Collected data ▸
*-*-*

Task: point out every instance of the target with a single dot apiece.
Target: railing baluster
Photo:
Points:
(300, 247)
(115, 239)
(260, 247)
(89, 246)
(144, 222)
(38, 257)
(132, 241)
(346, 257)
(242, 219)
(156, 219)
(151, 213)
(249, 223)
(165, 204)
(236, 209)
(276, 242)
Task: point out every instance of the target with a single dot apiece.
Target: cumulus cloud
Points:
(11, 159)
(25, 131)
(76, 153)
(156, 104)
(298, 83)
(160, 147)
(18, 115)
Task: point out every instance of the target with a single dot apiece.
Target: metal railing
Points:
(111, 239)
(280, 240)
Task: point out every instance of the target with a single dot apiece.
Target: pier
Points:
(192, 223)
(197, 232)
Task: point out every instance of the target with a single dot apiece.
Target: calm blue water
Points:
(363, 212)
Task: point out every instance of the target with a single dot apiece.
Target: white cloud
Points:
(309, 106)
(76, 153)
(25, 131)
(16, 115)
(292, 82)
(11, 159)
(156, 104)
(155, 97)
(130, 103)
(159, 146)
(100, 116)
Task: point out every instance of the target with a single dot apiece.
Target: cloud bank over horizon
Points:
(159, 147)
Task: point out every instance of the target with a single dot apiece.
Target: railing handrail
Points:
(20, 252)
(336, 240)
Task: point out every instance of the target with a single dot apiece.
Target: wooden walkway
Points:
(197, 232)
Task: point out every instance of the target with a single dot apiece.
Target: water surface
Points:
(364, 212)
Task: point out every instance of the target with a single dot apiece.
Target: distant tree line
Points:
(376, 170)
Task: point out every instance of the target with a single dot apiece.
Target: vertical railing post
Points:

*-*-*

Directions for this task ▸
Copy out only the lines of the records above from the one with "Target: white cloud" through the one with "Target: cloud bank over horizon", exactly as they stand, both included.

Solution for this exercise ▸
Target: white cloud
Points:
(309, 106)
(76, 153)
(25, 131)
(16, 115)
(292, 82)
(11, 159)
(156, 104)
(155, 97)
(130, 103)
(159, 146)
(100, 116)
Task: point out every instance of the target with a single dot apiece.
Target: cloud bank over horizon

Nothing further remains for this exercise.